Data provided →
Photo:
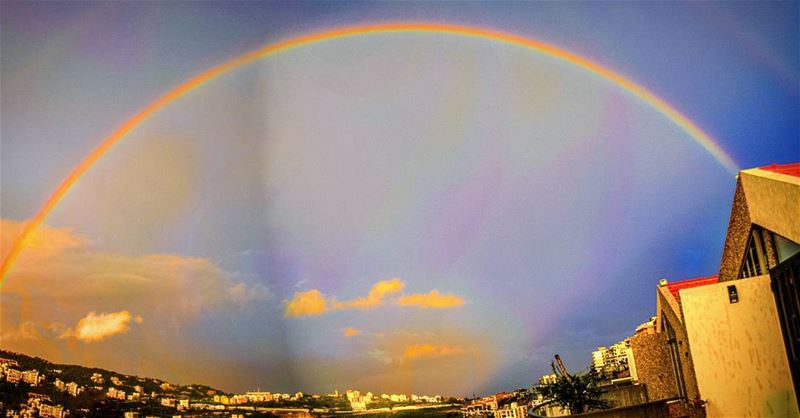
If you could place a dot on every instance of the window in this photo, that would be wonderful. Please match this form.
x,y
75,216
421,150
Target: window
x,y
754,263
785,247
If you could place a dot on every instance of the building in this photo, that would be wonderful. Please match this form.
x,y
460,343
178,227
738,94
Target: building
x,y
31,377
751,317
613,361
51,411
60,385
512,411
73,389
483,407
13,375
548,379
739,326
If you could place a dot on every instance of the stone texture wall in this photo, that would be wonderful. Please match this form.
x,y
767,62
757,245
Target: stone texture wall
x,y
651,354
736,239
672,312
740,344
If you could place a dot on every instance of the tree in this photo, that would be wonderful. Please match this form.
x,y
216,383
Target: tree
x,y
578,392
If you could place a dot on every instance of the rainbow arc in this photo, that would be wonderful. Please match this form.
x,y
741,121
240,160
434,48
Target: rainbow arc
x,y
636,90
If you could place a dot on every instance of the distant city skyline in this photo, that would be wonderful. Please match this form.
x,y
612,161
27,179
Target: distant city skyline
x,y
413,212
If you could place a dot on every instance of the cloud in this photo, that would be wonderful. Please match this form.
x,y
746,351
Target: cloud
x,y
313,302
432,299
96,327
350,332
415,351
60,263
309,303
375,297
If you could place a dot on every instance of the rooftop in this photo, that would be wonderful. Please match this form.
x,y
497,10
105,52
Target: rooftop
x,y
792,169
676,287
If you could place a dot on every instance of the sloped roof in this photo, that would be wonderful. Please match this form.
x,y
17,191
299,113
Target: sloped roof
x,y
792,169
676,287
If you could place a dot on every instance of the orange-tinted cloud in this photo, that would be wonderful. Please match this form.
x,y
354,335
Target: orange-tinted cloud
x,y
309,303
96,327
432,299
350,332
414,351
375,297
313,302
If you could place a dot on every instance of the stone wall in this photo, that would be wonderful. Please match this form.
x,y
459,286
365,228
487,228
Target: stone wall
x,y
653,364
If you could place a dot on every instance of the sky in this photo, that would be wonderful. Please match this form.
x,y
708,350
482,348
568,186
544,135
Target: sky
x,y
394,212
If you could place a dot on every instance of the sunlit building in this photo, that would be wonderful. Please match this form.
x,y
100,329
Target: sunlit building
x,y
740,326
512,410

Try it → All of the records need to be reproduced exactly, with each picture omitted.

Solution to this problem →
Photo:
If you could place a dot on every instance of the window in this photo, that would be wonderful. Please match this form.
x,y
75,216
421,150
Target: window
x,y
754,263
785,247
If you could place a dot on every instance of the building in this photo, that would be wonderful. Please match this form.
x,y
460,343
178,227
738,94
Target: building
x,y
31,377
751,317
613,361
51,411
60,385
512,411
73,389
483,407
13,375
548,379
739,326
If you could place a dot on every instance of the stone texture wall in this photo, that would be wonderful. Please match this form.
x,y
767,62
757,245
Target: stone texture wall
x,y
651,354
736,239
672,312
740,344
If you could place a dot on every instance of the tree in this photo, that would be wonderful. Please match this form.
x,y
216,383
Target: tree
x,y
578,392
If you could place a dot on every instance of the rainbow arc in this photo, that would be wonderful. Please match this form.
x,y
741,121
240,160
434,48
Target: rainbow arc
x,y
636,90
If you could place a dot on every instance of the distant city skyline in this photo, that would be wonderful. Please match this form.
x,y
612,161
27,179
Target: distant city skyline
x,y
413,212
If you could place a dot on every instance of the cloud in this photo, that would be wonderful. Please match this form.
x,y
746,351
Target: cloud
x,y
313,302
432,299
96,327
350,332
415,351
60,263
309,303
375,297
If you could place a dot on every instance of the rooftop in this photo, that would be wonderful. Please match this form.
x,y
497,10
105,52
Target: rooftop
x,y
792,169
676,287
If you could place a dot on every instance of the sloped roof in this photo, that would be wonderful. Please match this form.
x,y
17,191
299,113
Target: sloped roof
x,y
792,169
676,287
If you could place a dot on every instance of the orange-tinted cloud in this photo, that would be wonderful. Please match this form.
x,y
354,335
Target: orange-tinted cloud
x,y
309,303
96,327
432,299
350,332
414,351
375,297
313,302
If you could place a dot on every instance of the stone wall in this photo, that would be wonderful. Please match this form.
x,y
459,286
365,228
487,228
Target: stone wall
x,y
653,364
If you could place a dot on every instance of the sky in this photo, that would be wonderful. Please match this form.
x,y
708,350
482,348
568,186
544,135
Target: sky
x,y
394,212
If you could place a dot on every instance of the sunlit building in this photo, that would be wonderful. Please match this form.
x,y
100,329
Target: sunlit building
x,y
740,326
512,410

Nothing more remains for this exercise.